• [Given request]
Render the items from the first line up to and including the line with "570,199,581,221" as a JSON list of strings, one string per line and with blank lines left out. Include no other lines.
....
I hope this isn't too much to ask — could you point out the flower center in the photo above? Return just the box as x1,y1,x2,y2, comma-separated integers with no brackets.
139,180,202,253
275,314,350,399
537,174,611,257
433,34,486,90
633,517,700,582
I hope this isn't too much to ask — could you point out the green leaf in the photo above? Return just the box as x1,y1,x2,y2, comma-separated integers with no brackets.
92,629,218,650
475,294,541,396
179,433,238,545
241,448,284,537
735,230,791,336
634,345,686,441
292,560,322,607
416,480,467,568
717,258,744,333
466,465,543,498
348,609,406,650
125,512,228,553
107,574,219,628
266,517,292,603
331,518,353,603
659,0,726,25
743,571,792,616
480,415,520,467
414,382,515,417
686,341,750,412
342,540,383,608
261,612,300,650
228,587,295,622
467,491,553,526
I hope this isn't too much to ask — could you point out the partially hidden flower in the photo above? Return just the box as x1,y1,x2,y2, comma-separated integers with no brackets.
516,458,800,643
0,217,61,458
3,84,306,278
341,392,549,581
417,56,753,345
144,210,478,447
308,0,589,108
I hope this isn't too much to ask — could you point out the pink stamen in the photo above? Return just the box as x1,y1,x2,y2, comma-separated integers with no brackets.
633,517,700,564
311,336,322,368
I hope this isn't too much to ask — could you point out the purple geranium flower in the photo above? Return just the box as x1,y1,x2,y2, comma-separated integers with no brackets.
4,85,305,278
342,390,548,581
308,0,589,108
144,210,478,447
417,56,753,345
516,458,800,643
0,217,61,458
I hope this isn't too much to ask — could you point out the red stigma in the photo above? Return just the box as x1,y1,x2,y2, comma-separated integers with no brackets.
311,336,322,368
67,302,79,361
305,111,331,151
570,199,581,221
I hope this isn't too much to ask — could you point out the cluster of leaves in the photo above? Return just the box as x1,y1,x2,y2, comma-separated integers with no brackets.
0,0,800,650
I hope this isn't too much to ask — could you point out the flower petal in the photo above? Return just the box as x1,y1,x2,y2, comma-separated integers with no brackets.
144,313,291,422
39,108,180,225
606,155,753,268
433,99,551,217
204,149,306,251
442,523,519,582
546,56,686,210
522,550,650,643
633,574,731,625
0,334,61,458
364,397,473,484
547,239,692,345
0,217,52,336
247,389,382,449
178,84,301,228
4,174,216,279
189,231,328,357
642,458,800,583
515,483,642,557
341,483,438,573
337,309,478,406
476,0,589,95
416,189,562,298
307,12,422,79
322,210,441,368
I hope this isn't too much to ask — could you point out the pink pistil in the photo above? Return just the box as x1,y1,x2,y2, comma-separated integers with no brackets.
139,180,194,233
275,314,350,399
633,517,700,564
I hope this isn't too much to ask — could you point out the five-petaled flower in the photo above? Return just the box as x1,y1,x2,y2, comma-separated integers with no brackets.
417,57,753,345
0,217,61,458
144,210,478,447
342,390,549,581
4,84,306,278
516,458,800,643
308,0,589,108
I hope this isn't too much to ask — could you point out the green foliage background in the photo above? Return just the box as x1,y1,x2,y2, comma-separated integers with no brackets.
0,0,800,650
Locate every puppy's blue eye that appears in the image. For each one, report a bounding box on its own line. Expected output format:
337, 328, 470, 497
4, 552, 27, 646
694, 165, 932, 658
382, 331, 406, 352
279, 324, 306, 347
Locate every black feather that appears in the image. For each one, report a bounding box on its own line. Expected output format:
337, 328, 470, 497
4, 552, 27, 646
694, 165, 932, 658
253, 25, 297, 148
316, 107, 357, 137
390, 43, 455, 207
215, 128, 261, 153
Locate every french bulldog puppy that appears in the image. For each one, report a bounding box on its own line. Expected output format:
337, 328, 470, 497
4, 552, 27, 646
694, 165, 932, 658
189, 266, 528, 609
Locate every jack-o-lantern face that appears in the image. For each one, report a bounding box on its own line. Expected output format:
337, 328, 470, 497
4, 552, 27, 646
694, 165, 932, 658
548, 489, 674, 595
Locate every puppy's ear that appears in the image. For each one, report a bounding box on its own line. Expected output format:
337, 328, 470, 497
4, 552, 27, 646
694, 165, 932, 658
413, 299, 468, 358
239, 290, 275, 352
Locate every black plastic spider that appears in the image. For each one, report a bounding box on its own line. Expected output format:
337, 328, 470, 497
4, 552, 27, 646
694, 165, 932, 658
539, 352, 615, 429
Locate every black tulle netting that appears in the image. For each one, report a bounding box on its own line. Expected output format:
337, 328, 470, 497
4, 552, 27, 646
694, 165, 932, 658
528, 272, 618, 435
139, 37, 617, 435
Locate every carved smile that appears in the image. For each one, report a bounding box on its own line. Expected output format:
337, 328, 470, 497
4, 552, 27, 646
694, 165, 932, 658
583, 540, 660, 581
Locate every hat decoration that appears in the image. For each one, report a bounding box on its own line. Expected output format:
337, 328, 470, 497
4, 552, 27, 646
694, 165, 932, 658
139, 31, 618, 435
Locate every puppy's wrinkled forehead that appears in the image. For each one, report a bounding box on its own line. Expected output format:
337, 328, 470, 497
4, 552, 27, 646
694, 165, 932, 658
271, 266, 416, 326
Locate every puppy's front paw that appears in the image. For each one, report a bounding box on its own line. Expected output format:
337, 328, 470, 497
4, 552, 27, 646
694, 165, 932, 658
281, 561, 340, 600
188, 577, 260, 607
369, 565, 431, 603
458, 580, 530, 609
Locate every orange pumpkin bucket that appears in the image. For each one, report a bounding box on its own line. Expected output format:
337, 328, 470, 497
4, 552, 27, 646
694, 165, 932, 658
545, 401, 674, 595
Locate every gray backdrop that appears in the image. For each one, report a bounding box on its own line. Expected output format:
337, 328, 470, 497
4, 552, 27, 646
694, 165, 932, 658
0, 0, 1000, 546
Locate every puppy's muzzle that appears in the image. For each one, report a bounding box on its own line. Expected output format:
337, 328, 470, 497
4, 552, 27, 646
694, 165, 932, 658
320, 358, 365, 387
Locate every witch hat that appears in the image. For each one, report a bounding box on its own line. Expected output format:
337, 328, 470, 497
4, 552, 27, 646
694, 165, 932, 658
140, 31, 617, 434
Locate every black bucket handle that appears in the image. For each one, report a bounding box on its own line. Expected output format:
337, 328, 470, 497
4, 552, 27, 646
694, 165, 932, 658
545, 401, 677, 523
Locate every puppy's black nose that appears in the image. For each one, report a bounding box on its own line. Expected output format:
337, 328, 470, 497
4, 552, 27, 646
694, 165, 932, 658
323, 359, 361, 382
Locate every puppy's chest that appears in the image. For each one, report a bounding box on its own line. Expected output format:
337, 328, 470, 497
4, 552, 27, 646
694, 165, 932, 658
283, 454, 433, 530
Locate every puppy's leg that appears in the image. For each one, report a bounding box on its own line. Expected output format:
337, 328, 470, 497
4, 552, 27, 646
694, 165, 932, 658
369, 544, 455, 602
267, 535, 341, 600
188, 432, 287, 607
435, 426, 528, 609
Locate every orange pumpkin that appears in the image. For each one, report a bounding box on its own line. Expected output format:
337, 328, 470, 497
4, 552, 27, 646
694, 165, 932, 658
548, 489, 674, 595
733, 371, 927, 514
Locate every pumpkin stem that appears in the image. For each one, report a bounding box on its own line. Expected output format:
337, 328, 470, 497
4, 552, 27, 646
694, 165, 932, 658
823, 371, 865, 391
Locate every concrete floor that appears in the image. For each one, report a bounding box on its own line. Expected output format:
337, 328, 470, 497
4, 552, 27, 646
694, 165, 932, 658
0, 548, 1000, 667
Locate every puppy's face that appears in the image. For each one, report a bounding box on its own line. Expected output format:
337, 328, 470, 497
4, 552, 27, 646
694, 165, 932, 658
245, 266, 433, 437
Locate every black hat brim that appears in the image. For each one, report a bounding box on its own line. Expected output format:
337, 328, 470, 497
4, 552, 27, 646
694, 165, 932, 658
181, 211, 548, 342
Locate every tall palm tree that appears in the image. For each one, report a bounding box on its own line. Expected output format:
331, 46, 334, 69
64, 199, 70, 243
....
• [Exercise response]
[
  "I hope this isn't too much to ask — could you point out the flower center in the photo above? Return just the box as x1,y1,x2,y2, comma-separated integers with no brackets.",
  "139,180,202,253",
  "275,314,350,399",
  "537,174,611,257",
  "433,34,486,90",
  "633,517,700,582",
  "I hope this isn't too much to ask — could you point out the green leaf in the photo above? Return just the box as x1,y1,x2,y2, comma-separated integers with no brackets.",
  "92,629,218,650",
  "475,294,541,396",
  "179,433,238,545",
  "241,448,284,537",
  "735,230,791,336",
  "634,345,686,441",
  "292,560,322,607",
  "416,480,467,568",
  "717,258,744,333",
  "466,465,543,498",
  "348,609,406,650",
  "125,512,228,553",
  "107,574,219,628",
  "266,517,292,603",
  "331,518,353,603",
  "659,0,726,25",
  "743,571,792,616",
  "480,415,520,467",
  "414,382,515,417",
  "686,341,750,412",
  "342,540,383,608",
  "261,612,300,650",
  "228,587,295,622",
  "467,491,553,526",
  "I hope this isn't too much to ask — could you point out the partially hidden flower in the photo above? Return just the box as x1,y1,x2,y2, comma-separated integers with no brackets.",
  "516,458,800,643",
  "0,217,61,458",
  "3,84,306,278",
  "341,392,549,581",
  "417,56,753,345",
  "144,210,478,447",
  "308,0,589,108",
  "I hope this isn't too much to ask — could you point out the pink stamen in the photo above? Return just the box as x1,y1,x2,y2, comma-separated integers with no brackets.",
  "633,517,700,564",
  "311,336,322,368",
  "I hope this isn't too much to ask — could you point out the purple geranium flower in the photo above? Return just the box as x1,y1,x2,y2, comma-separated integers with no brackets.",
  "4,85,305,278",
  "342,390,548,581",
  "308,0,589,108",
  "144,210,478,447",
  "417,56,753,345",
  "516,458,800,643",
  "0,217,61,458",
  "I hope this isn't too much to ask — could you point out the red stigma in the photo above? Return just the box as x1,y1,x2,y2, comma-separated integers with no brackets.",
  "311,336,322,368",
  "67,302,79,361",
  "305,111,331,151",
  "570,199,581,221"
]